Article:
# # # # # # #

Category: California Missions

History of the California Missions.

Mission of Music

My wife and I had accomplished our mission to see all 21 of California’s old Spanish Missions, and now it was time to go home, never to see another Mission again. I set my GPS, assuming it would take us due south along Highway 101. But to my surprise, it guided us north a few miles, then pointed us west along Highway 156, for a connection to Interstate 5. I hate it when my GPS is smarter than me.

We were surprised again when we suddenly encountered a sign indicating another Mission up ahead. This was Mission San Juan Bautista. In the old days, this was the Mission enroute between Mission Carmel and Mission Santa Cruz, along the El Camnino Real (The King’s Highway).

We’d already visited this Mission in 2003, but I didn’t have a camera back then, so I didn’t have any photos of it. Also, we had lots of time on our hands, so on a whim we decided to pay a return visit and take some snapshots.

Entrance to the Mission. The “No Dogs Allowed” sign reminded me of a certain Twilight Zone episode. I had trepidations, but I entered anyway.

# # # # # # #

Stored data:
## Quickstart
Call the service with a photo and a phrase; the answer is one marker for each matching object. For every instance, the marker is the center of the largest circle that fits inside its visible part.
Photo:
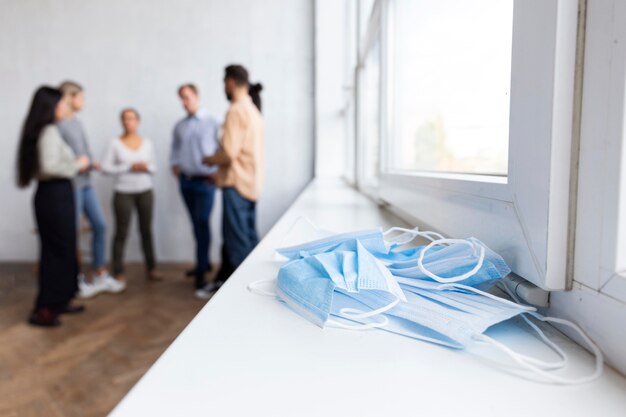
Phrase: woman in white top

# # # # # # #

Problem 1: From the account of visiting the California Missions, reproduce the passage that begins at the words "Category: California Missions" and stops after the words "smarter than me.".
Problem 2: Continue the account of the return visit to Mission San Juan Bautista from the point at which it stops.

Output 1:
Category: California Missions

History of the California Missions.

Mission of Music

My wife and I had accomplished our mission to see all 21 of California’s old Spanish Missions, and now it was time to go home, never to see another Mission again. I set my GPS, assuming it would take us due south along Highway 101. But to my surprise, it guided us north a few miles, then pointed us west along Highway 156, for a connection to Interstate 5. I hate it when my GPS is smarter than me.

Output 2:
We were also motivated by nostalgia. We had fond memories of our 2003 visit. It had been a good day. We were in high spirits. And the other-worldly quality of the Mission gardens and chapel left us ensorcelled. It was then that we’d made our vow to visit all 21 Missions. We’d already visited two others in the past, so we figured that with only 18 more to go, it should be a piece of cake. Little did we know those 18 Missions would require 19 more years.

Mission San Juan Bautista was founded by Father Fermin de Lasuén on June 24, 1797. June 24th is the feast day for Saint John the Baptist (who ate nothing but locusts and wild honey). Hence the name given to the Mission. But I wouldn’t want to eat there. And isn’t it interesting that even the Catholics have a Baptist church? I tried studying the Baptist religion once, but soon found myself in over my head.

Mission San Juan Bautista, with statue of Saint John the Baptist. The three bell campanario (bell wall) was destroyed in the 1906 San Francisco earthquake. But it was fully restored in 2009.

The Indians in the area, along with some soldiers from a nearby presidio, were kind enough to pitch in and build an adobe church, a granary, barracks, and other structures. In fact, the builders were very ambitious, and managed to construct the widest church of all the Missions. It has three aisles, and can accommodate 1,000 worshipers.

The floor tile of the church is original, and the Mission has the only original Spanish Plaza remaining in California. This Mission was built next to the San Andreas fault, but amazingly it still stands today, and much of it is as authentic as it appeared more than 200 years ago.

Inside the church. The floor tile is over 200 years old, yet remains in great condition. Good thing they didn’t opt for cheap vinyl.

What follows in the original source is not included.